TASK REQUIREMENTS
Which lines in the entries below contain the word "tree"? List every such line in full, matching case exactly.

INFORMATION GIVEN
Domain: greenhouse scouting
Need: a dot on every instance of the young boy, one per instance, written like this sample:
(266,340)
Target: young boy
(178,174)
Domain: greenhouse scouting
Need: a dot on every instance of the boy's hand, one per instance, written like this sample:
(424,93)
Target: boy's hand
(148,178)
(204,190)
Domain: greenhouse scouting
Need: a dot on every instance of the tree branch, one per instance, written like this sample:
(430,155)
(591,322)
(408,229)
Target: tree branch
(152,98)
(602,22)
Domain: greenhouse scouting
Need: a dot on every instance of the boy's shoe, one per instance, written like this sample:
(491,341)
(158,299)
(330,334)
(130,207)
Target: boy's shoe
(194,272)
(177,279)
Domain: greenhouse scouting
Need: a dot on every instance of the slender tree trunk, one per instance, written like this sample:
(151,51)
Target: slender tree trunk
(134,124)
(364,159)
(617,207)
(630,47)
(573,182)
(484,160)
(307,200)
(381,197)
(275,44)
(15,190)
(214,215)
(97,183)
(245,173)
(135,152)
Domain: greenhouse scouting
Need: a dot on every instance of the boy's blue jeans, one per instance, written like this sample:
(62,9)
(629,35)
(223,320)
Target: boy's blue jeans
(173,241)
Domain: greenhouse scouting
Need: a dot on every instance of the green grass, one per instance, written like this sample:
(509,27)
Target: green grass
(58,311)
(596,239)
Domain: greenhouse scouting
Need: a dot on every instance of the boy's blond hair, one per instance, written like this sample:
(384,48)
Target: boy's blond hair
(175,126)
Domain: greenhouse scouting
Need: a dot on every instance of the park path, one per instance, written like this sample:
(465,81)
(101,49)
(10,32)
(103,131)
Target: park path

SOLVED EXERCISE
Need: a dot on every instance of the tree branch, one per instance, written like this sample:
Target: tree branch
Need: a dot on every instance of the slender tree trunk, one per instance, written like this sample:
Target: slender tree trunk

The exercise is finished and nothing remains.